Introspeksi yang berarti mengamati perasaan sendiri, digunakan dalam
eksperimen-eksperimen di laboratorium Wundt untuk mengetahui ada atau tidaknya
perasaan-perasaan dalam diri orang yang diperiksa.[8]
Diantara
tokoh utama dalam Behaviorisme adalah Burrhus Frederic Skinner (1904-1990).
Dalam analisisnya, dia membuat tiga asumsi dasar.
Pertama,
bahwa perilaku terjadi menurut hukum (behavior can be controlled). Memang
manusia yang berperasaan dan berfikir, namun dia tidak mencari penyebab tingkah
laku itu pada jiwa, bahkan menolak alasan-alasan yang menjelaskan perilaku
manusia dikendalikan oleh pikiran dan perasaan.
Kedua,
perilaku hanya dapat dijelaskan berkenaan dengan kejadian atau situasi-situasi
antiseden yang dapat diamati. Dia berpegang teguh pada pendirian deterministik
dan meneliti sebab-sebab perilaku yang dapat diamati.
Ketiga,
perilaku manusia tidak ditentukan oleh pilihan individual. Perilaku dan
kepribadian manusia ditentukan oleh kejadian-kejadian masa lalu dan sekarang
dalam dunia objektif.[9]
3) Sementara itu, aliran psikologi
Humanistik memandang manusia sebagai satu kesatuan yang utuh antara raga, jiwa
dan spiritual.
Menurut
Humanistik, susunan struktur psikis manusia terdiri dari dimensi somatis (raga), psikis (kejiwaan) dan neotik (kerohanian) atau disebut juga dengan
dimensi spiritual. Hanna Djumhana Bastaman dalam mengomentari makna dimensi
spiritual dalam psikologi Humanistik ini menguraikan bahwa pengertiannya sama sekali
tidak mengandung konotasi agama, tetapi dimensi ini diyakini sebagai inti
kemanusiaan dan merupakan sumber makna hidup dan potensi dari berbagai
kemampuan dan sifat luhur manusia yang luar biasa, yang sejauh ini masih terabaikan
dalam kajian psikologi.[10]
Psikologi
Humanistik berasumsi bahwa manusia memiliki potensi yang baik. Psikologi ini
memusatkan perhatiannya untuk menelaah kualitas-kualitas insani, yaitu sifat-sifat
dan kemampuan khusus manusia yang melekat pada eksistensi manusia, seperti
kemampuan abstraksi, daya analisis dan sinthesis, imajinasi, relatifitas,
kebebasan berkehendak, tanggung jawab, aktualisasi diri, makna hidup, pengembangan
pribadi, sikap etis, rasa estetika dan lain-lain.

→ Tugas
Teruskan teks tentang aliran psikologi di atas, dimulai sesudah kalimat terakhirnya. Materi di bawah ini tidak berhubungan dengan teks tentang aliran psikologi di atas.

→ Cuplikan Data
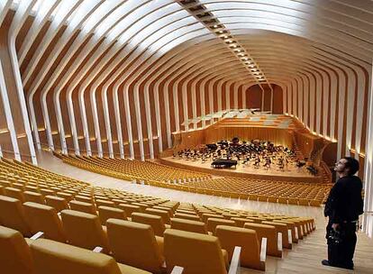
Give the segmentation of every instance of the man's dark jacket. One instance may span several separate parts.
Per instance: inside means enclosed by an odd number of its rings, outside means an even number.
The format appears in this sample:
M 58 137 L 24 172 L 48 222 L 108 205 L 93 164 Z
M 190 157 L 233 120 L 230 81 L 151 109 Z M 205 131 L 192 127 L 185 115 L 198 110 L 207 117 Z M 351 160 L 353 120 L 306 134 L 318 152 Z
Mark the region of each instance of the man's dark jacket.
M 341 178 L 332 187 L 326 201 L 324 215 L 329 224 L 342 224 L 359 219 L 363 214 L 362 183 L 357 176 Z

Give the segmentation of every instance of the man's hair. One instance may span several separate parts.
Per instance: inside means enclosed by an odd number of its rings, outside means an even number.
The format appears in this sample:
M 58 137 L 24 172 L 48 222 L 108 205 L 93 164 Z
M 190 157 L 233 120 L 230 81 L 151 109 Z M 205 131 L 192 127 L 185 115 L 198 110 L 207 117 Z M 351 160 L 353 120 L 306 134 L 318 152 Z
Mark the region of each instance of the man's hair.
M 343 157 L 346 160 L 344 166 L 349 169 L 349 175 L 354 175 L 359 170 L 359 161 L 352 157 Z

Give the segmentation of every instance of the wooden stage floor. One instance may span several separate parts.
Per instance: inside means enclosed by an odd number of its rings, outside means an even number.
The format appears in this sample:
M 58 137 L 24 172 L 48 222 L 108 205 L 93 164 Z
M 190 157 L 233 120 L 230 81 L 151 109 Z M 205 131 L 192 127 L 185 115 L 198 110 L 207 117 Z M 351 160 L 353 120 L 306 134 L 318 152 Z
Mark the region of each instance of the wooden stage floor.
M 305 167 L 297 169 L 293 165 L 288 165 L 287 170 L 281 171 L 274 165 L 265 169 L 263 167 L 255 169 L 252 166 L 238 164 L 237 168 L 232 169 L 214 169 L 211 167 L 212 160 L 202 162 L 201 160 L 186 160 L 180 158 L 165 157 L 158 160 L 159 162 L 176 168 L 186 169 L 194 171 L 200 171 L 214 174 L 215 176 L 240 177 L 270 180 L 287 180 L 307 183 L 321 183 L 323 178 L 320 176 L 312 176 L 308 173 Z

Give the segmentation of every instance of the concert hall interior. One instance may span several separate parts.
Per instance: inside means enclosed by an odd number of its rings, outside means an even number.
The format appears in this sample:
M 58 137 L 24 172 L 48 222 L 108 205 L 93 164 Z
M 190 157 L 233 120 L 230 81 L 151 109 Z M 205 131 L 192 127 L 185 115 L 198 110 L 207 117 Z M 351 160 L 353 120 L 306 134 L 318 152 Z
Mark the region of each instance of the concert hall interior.
M 0 0 L 0 273 L 372 273 L 372 64 L 370 0 Z

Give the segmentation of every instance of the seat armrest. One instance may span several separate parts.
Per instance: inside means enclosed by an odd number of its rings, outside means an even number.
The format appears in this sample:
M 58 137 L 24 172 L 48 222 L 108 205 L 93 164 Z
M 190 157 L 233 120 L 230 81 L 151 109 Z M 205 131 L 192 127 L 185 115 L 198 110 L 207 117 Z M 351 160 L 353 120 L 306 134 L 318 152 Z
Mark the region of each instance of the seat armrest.
M 229 268 L 228 274 L 238 274 L 240 273 L 241 267 L 241 246 L 235 246 L 233 255 L 232 256 L 231 266 Z
M 96 246 L 96 248 L 94 248 L 94 250 L 92 251 L 94 251 L 96 253 L 102 253 L 103 250 L 104 249 L 101 246 Z
M 30 240 L 37 240 L 39 238 L 44 238 L 44 233 L 39 232 L 36 234 L 33 234 L 32 237 L 30 238 Z
M 267 254 L 267 238 L 261 238 L 261 247 L 260 247 L 260 261 L 266 261 Z
M 172 269 L 172 272 L 170 274 L 182 274 L 184 271 L 184 268 L 175 266 Z
M 277 233 L 277 250 L 282 251 L 282 233 Z

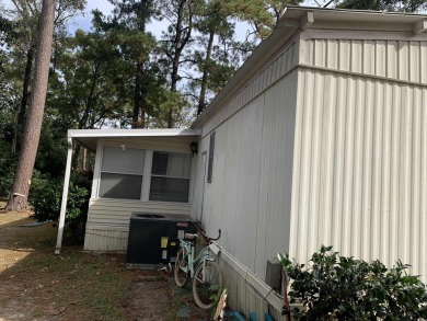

→ Jawaban
Kualitas-kualitas
ini merupakan ciri khas manusia, dan tidak dimiliki oleh makhluk lain semisal
binatang. Kecuali itu, psikologi Humanistik memandang manusia sebagai pemilik
otoritas atas dirinya sendiri. Asumsi ini
menunjukkan bahwa manusia adalah makhluk yang sadar, mandiri, pelaku
aktif, yang dapat menentukan hampir segala tingkah lakunya.[11]
Psikologi
Humanistik menganggap bahwa hasrat untuk hidup bermakna adalah motivasi utama
manusia. Bila seseorang berhasil memenuhinya maka akan menjadikan hidupnya
bermakna dan bahagia. Sebaliknya, bila ia tak berhasil memenuhi arti hidupnya, maka
akan menyebabkan hidupnya hampa tak bermakna.[12]
Jadi,
Psikologi Humanistik ini memandang bahwa manusia-lah yang mempunyai kehendak
bebas atas dirinya, jadi tidak
deterministik seperti dalam pandangan Psikoanalisa dan Behaviorime.
4) Psikologi Transpersonal adalah
pengembangan dari psikologi Humanistik.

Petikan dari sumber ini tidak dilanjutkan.